--- Start of Provided data ---

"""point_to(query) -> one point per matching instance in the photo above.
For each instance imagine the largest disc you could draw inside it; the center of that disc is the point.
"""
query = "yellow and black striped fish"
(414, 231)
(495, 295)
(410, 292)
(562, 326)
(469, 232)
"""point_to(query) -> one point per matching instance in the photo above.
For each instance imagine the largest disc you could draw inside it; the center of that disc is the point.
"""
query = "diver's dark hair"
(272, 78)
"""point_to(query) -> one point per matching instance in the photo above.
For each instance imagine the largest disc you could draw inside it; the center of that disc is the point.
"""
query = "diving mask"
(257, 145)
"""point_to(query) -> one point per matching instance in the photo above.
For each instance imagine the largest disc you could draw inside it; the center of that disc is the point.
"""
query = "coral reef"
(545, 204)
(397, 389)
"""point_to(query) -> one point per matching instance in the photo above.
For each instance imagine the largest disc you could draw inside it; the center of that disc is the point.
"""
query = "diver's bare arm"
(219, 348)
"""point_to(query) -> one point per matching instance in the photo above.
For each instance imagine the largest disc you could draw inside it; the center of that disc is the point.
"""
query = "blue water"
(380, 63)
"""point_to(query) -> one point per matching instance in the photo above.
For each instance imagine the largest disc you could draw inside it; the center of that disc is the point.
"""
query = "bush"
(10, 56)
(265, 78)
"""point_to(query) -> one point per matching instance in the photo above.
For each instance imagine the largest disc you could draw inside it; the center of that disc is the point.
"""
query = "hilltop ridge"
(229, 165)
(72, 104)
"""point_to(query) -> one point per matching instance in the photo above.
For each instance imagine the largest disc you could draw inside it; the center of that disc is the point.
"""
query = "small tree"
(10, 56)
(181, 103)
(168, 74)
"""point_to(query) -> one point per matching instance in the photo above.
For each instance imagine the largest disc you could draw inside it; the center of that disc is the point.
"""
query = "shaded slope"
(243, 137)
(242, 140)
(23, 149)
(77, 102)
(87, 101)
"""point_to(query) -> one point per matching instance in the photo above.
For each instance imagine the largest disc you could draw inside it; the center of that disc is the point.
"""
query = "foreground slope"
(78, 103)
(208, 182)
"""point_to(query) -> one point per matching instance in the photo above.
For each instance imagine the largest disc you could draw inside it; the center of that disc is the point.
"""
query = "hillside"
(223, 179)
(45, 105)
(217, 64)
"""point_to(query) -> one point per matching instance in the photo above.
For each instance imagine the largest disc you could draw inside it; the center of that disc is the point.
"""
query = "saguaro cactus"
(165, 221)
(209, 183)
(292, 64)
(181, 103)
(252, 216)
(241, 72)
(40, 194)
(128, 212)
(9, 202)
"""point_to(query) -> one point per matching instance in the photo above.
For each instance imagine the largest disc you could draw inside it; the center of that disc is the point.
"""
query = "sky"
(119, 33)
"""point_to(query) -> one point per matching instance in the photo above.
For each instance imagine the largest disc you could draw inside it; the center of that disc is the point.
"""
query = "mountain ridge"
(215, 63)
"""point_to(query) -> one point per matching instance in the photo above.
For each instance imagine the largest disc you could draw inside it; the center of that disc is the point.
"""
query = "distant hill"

--- End of Provided data ---

Work required = Extract the full set of entries word for word.

Result =
"""point_to(query) -> one point per matching instance in the photo above.
For each instance imagine the largest disc you could draw inside it; the center of that disc is the point.
"""
query = "yellow and black striped fish"
(414, 231)
(495, 295)
(410, 292)
(562, 326)
(469, 232)
"""point_to(query) -> one point per matching instance in the photo above.
For each instance imagine the largest disc you could draw inside it; the center of that disc is the point.
"""
query = "diver's dark hair"
(272, 78)
"""point_to(query) -> one point per matching instance in the photo above.
For each instance imagine the largest disc you could draw inside it; the center of that disc is the point.
"""
query = "diving mask"
(257, 145)
"""point_to(query) -> one point per matching instance in the photo above.
For each instance imagine the largest disc you could draw inside it; the center of that disc is the point.
"""
query = "coral reef"
(545, 204)
(397, 389)
"""point_to(query) -> one point per matching instance in the photo above.
For each instance imagine the largest disc you could draw inside it; the center of that disc is the point.
"""
query = "diver's bare arm"
(219, 348)
"""point_to(query) -> one point per matching instance in the photo above.
For each instance imagine the largest disc you could draw inside it; the center of that disc is the point.
"""
query = "blue water"
(380, 63)
"""point_to(query) -> one point per matching instance in the photo above.
For each instance imagine the largest disc you could draw inside it; the center of that disc is the point.
"""
query = "bush"
(10, 56)
(265, 78)
"""point_to(query) -> one point per matching instance in the photo above.
For each instance imagine the largest disc you could draw inside it; the center of that disc is the point.
"""
query = "hilltop ridge"
(229, 165)
(72, 104)
"""point_to(query) -> one point per matching instance in the photo above.
For each instance imagine the largest disc you could draw inside it; the center of that disc is the point.
"""
query = "small tree"
(10, 56)
(181, 103)
(168, 74)
"""point_to(query) -> one point per matching instance in the photo above.
For each instance imagine the largest disc you could draw inside it; the center of that disc is the point.
"""
query = "shaded slope"
(243, 137)
(242, 140)
(23, 149)
(77, 102)
(87, 101)
"""point_to(query) -> one point per matching instance in the photo above.
For each instance imagine the largest disc you could draw inside it; the center of that disc is the point.
"""
query = "foreground slope"
(78, 103)
(208, 182)
"""point_to(query) -> one point per matching instance in the photo above.
For each instance imagine the largest disc you could draw inside it; the center of that disc is the point.
"""
query = "hillside"
(223, 179)
(45, 105)
(217, 64)
"""point_to(query) -> one point per matching instance in the photo above.
For each instance imagine the largest disc you could draw inside it; the center of that disc is the point.
"""
query = "saguaro cactus"
(165, 221)
(209, 183)
(292, 64)
(181, 103)
(252, 216)
(241, 72)
(40, 194)
(128, 212)
(9, 202)
"""point_to(query) -> one point per matching instance in the photo above.
For each instance imagine the largest disc you could draw inside it; the center of that disc is the point.
"""
query = "sky"
(119, 33)
"""point_to(query) -> one point per matching instance in the photo above.
For each instance imagine the largest disc you could draw inside it; the center of that disc is the point.
"""
query = "mountain ridge"
(215, 63)
"""point_to(query) -> one point per matching instance in the photo above.
For each instance imagine the largest disc you could draw inside it; the center of that disc is the point.
"""
query = "distant hill"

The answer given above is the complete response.